# Exercise tasks
- 1) Extract the stretch from "That's a subjective" through "the time involved." in the forum thread on tile-laying speed below.
- 2) Count the lines in the rows below that contain the string "monument". Reply with the number alone.

━━━━━ Document excerpt

# How many tiles can you lay in an hour?



## myshtern

How many 12x12 tiles can you lay in an hour working at a normal pace?

Ceramic - ?
Granite - ?

Thanks


----------



## CCSowner

I'll bite
I can lay 2000sq/ft of ceramic and 10,000sq/ft of granite in a hour EASY. hahaha I wish....

Ceramic - If it's wide open 12"x12" tile and I am having a good day I can lay about 150-200. By step dad could X3 that hahaha. I'm not the fastest because I am ANAL about my grout lines.

Granite - I'm not going to say on this one I know it's not to much.
Thanks
Adam


myshtern said:


> How many 12x12 tiles can you lay in an hour working at a normal pace?
> 
> Ceramic - ?
> Granite - ?
> 
> Thanks


----------



## PrecisionFloors

myshtern said:


> How many 12x12 tiles can you lay in an hour working at a normal pace?
> 
> Ceramic - ?
> Granite - ?
> 
> Thanks




:laughing::laughing::laughing:

Does it have to look good? 

On a good slab 12x12 rectified tile with a helper to keep me stocked with tile and mud in a wide open area....probably at least 100ft an hour. Of course the perfect scenario almost never happens for me.....I do almost exclusively re-model work so there is always something to slow me down.


----------



## myshtern

Yeah I meant decent work. Not $1mil+ house work but decent quality, something folks wouldnt complain about.


----------



## JJC

That's a subjective question! Ceramic is faster to install than stone. Does the time include preparing the floor and bringing it up to industry specs? In 24 yrs. of installing tile and stone, there are few floors that are ready to install tile on. Will the ceramic tiles have tight joints like 1/16" or 1/8" or be wider like 3/16"? Does this time include grouting and cleanup? Anyone can go in and "slap em down". I'm not being cantankerous, just need to clarify things so no one gets the wrong impression of the time involved.

━━━━━━━━━━
━━━━━ Stored rows

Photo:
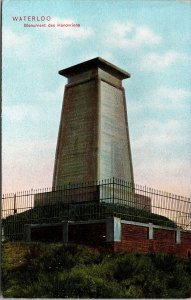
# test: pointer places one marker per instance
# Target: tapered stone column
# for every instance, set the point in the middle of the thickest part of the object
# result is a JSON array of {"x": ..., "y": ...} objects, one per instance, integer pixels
[{"x": 93, "y": 140}]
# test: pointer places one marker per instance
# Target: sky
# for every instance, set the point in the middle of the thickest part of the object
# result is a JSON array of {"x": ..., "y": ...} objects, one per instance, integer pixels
[{"x": 149, "y": 39}]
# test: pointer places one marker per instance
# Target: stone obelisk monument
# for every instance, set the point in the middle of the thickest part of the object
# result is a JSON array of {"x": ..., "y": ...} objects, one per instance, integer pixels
[{"x": 93, "y": 140}]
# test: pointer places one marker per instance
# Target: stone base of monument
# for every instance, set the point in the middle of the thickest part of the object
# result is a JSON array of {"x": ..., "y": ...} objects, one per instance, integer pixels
[
  {"x": 95, "y": 193},
  {"x": 114, "y": 234}
]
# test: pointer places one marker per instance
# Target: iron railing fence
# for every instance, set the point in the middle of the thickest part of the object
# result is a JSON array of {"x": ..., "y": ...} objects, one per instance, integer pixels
[{"x": 93, "y": 200}]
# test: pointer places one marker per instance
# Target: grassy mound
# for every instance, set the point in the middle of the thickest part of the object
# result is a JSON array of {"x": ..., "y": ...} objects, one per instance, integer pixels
[{"x": 38, "y": 270}]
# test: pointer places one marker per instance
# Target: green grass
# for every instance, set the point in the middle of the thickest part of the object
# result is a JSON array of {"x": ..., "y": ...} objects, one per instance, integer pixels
[
  {"x": 14, "y": 225},
  {"x": 36, "y": 270}
]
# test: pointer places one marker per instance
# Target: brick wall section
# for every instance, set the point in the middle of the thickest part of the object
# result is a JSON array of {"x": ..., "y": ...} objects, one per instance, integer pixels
[{"x": 91, "y": 234}]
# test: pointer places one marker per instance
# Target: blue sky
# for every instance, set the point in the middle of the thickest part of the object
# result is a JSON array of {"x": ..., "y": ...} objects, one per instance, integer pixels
[{"x": 149, "y": 39}]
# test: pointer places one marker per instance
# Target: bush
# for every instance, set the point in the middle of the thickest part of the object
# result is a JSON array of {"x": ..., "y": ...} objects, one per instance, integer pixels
[{"x": 35, "y": 270}]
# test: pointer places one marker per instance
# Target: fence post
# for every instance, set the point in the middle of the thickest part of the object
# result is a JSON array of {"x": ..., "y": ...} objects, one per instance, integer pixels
[
  {"x": 151, "y": 231},
  {"x": 178, "y": 237},
  {"x": 15, "y": 210}
]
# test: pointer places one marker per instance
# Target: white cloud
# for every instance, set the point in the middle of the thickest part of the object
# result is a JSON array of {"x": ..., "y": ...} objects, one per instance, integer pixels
[
  {"x": 128, "y": 36},
  {"x": 15, "y": 44},
  {"x": 159, "y": 134},
  {"x": 155, "y": 61},
  {"x": 163, "y": 97},
  {"x": 74, "y": 33},
  {"x": 21, "y": 112},
  {"x": 170, "y": 175},
  {"x": 51, "y": 41},
  {"x": 31, "y": 160}
]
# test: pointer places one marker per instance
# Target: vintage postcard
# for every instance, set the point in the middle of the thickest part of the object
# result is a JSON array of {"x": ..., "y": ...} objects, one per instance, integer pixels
[{"x": 96, "y": 126}]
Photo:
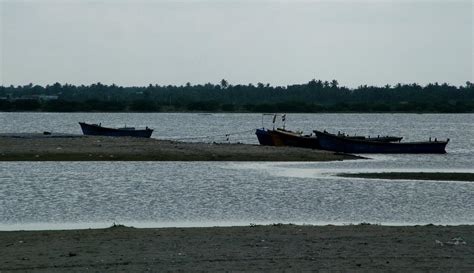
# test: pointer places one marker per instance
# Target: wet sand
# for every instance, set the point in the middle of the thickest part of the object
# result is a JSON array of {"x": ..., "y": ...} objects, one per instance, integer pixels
[
  {"x": 36, "y": 147},
  {"x": 414, "y": 176},
  {"x": 289, "y": 248}
]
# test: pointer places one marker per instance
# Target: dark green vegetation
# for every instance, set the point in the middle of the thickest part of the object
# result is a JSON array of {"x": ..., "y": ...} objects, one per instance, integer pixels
[
  {"x": 311, "y": 97},
  {"x": 414, "y": 176}
]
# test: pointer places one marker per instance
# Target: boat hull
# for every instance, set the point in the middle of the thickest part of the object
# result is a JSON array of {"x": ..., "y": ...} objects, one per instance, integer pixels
[
  {"x": 264, "y": 137},
  {"x": 288, "y": 138},
  {"x": 97, "y": 130},
  {"x": 281, "y": 137},
  {"x": 339, "y": 144}
]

━━━━━━━━━━

# Response list
- 1)
That's a subjective question! Ceramic is faster to install than stone. Does the time include preparing the floor and bringing it up to industry specs? In 24 yrs. of installing tile and stone, there are few floors that are ready to install tile on. Will the ceramic tiles have tight joints like 1/16" or 1/8" or be wider like 3/16"? Does this time include grouting and cleanup? Anyone can go in and "slap em down". I'm not being cantankerous, just need to clarify things so no one gets the wrong impression of the time involved.

- 2) 2